*WHAT YOU HAVE TO DO*
Give back the full material, exactly as it reads.

*INPUT ROWS*
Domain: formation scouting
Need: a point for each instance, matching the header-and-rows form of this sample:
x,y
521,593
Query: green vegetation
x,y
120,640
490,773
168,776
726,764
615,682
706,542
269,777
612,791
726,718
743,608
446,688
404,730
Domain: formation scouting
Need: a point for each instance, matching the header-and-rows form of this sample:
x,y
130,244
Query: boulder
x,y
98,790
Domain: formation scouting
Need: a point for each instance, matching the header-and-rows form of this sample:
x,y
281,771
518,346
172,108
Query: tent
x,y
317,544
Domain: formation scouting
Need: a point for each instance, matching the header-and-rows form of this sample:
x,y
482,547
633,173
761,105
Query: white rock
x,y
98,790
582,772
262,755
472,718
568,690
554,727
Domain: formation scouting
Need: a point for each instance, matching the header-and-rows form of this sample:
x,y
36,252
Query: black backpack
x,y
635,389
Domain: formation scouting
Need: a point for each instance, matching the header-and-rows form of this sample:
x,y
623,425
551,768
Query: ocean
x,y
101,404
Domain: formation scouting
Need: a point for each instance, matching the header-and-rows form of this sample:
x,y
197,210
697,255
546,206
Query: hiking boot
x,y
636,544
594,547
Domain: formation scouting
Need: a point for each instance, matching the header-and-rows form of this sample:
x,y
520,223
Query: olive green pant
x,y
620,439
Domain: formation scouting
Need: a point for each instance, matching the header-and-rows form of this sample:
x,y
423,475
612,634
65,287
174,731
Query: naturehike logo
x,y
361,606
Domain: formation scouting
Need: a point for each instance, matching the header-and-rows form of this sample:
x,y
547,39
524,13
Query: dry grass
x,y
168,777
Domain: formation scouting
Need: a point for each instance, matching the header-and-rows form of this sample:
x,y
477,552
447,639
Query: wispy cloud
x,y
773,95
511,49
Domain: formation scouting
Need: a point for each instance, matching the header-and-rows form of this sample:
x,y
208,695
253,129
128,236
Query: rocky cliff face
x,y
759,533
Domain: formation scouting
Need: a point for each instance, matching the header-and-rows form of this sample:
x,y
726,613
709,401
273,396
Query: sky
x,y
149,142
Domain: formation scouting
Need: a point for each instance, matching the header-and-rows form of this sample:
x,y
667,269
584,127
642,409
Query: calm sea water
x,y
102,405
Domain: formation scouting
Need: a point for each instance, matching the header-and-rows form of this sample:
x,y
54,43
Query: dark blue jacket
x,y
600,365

*SOLUTION TO THIS PROBLEM*
Domain: formation scouting
Need: a point for each instance, matching the header-and-rows form of this sample:
x,y
521,593
Query: green vegetation
x,y
120,640
490,773
168,776
726,764
615,682
706,542
269,777
612,791
726,718
743,608
446,688
404,730
Domain: formation scouting
Need: a point for each instance, matching the header-and-rows form of this sample:
x,y
130,244
Query: boulder
x,y
98,790
Domain: formation scouting
Need: a point for each instance, matching the header-and-rows form of this sample:
x,y
281,771
518,346
172,108
Query: tent
x,y
317,544
Domain: formation scouting
Need: a point for each instance, matching the header-and-rows form of this sample:
x,y
482,547
633,173
761,105
Query: white rock
x,y
98,790
582,772
262,755
472,718
568,690
554,727
Domain: formation scouting
Need: a point for each instance, matching the header-and-rows form of this sample:
x,y
36,252
Query: black backpack
x,y
635,389
Domain: formation scouting
Need: a point for each instance, matching the header-and-rows form of this sample:
x,y
623,425
551,768
Query: ocean
x,y
101,404
Domain: formation scouting
Need: a point for each instance, matching the header-and-rows form of this sample:
x,y
197,210
697,255
546,206
Query: hiking boot
x,y
636,544
594,547
Domain: formation scouting
Need: a point for each instance, matching the header-and-rows form of this sample:
x,y
520,223
Query: olive green pant
x,y
620,439
Domain: formation scouting
Need: a point for each instance, matching the header-and-rows form of this sample:
x,y
423,475
612,634
65,287
174,731
Query: naturehike logo
x,y
361,606
Domain: formation scouting
Need: a point for each instance, matching the header-and-rows form of this sample:
x,y
547,39
524,13
Query: dry grass
x,y
168,777
Domain: formation scouting
Need: a point for each instance, matching the header-and-rows form of this sample:
x,y
477,552
447,639
Query: wispy cloud
x,y
773,95
511,49
Domain: formation scouting
Need: a point for each instance, matching the header-and-rows form of this sample:
x,y
208,695
253,129
128,236
Query: rocky cliff face
x,y
759,533
Domain: formation scouting
Need: a point for each instance, matching the header-and-rows form of this sample:
x,y
726,613
709,401
273,396
Query: sky
x,y
149,142
Domain: formation scouting
Need: a point for each instance, matching the header-and-rows form of this sample:
x,y
667,269
584,127
642,409
Query: calm sea water
x,y
102,405
Domain: formation scouting
Need: a point for each instance, matching the header-and-rows form of this sample:
x,y
54,43
Query: dark blue jacket
x,y
600,365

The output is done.